-------- RECORDS TO PROCESS
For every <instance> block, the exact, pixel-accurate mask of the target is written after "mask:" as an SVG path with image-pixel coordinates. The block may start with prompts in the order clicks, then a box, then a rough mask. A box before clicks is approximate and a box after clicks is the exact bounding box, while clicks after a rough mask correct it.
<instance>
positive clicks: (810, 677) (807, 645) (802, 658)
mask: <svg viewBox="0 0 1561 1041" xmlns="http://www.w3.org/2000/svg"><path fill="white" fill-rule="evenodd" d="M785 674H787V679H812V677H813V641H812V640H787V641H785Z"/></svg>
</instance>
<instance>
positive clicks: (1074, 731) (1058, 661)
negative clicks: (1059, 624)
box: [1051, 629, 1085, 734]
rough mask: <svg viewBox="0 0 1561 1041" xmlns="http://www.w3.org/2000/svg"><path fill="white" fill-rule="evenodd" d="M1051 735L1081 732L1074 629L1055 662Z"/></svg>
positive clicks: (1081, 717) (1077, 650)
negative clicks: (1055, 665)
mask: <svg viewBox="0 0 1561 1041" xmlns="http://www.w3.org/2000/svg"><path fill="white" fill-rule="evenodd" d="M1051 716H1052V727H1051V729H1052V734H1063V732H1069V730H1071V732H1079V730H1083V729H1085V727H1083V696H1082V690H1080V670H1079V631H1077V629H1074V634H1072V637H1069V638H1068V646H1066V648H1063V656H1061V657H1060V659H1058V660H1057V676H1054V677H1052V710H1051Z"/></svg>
----------------
-------- RECORDS TO PROCESS
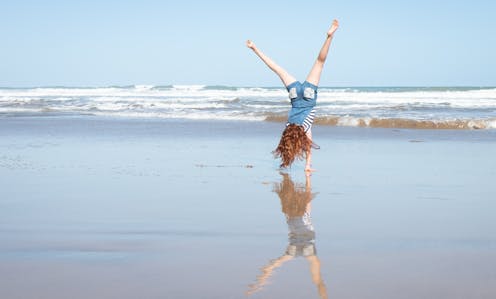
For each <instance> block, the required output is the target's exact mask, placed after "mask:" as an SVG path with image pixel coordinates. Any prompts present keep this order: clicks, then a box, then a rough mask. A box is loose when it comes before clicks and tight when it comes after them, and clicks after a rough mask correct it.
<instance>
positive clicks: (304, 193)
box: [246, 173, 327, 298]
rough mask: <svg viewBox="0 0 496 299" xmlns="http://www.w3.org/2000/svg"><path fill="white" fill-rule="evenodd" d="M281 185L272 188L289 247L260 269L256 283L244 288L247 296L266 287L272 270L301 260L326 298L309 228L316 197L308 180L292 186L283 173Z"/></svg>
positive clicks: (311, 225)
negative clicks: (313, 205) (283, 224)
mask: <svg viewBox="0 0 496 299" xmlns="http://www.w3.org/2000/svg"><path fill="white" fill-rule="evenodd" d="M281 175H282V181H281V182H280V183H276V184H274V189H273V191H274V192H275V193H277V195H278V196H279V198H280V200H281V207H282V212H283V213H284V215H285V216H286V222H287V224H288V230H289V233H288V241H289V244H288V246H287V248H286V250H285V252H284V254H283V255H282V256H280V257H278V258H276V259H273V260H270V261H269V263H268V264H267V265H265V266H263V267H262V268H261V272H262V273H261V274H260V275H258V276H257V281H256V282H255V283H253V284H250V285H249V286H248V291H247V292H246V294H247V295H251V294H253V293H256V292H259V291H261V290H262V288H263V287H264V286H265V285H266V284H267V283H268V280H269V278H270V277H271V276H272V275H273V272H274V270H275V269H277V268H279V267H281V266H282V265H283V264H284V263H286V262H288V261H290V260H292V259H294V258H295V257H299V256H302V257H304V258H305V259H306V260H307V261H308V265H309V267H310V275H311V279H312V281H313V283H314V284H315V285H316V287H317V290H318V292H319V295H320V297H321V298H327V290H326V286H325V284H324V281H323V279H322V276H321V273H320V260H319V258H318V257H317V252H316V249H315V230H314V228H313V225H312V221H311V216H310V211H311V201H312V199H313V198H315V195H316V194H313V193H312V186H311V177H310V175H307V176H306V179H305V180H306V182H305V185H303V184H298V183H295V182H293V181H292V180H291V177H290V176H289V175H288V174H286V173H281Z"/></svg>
----------------
• REQUIREMENT
From the records above, extract exactly and only the lines that begin at the line with "positive clicks: (304, 193)" and stop after the line with "positive clicks: (311, 225)".

• REPLY TO THE TASK
positive clicks: (304, 193)
box: [246, 173, 327, 298]
rough mask: <svg viewBox="0 0 496 299" xmlns="http://www.w3.org/2000/svg"><path fill="white" fill-rule="evenodd" d="M281 185L272 188L289 247L260 269L256 283L244 288L247 296L266 287L272 270L301 260L326 298L309 228L316 197L308 180L292 186L283 173Z"/></svg>
positive clicks: (311, 225)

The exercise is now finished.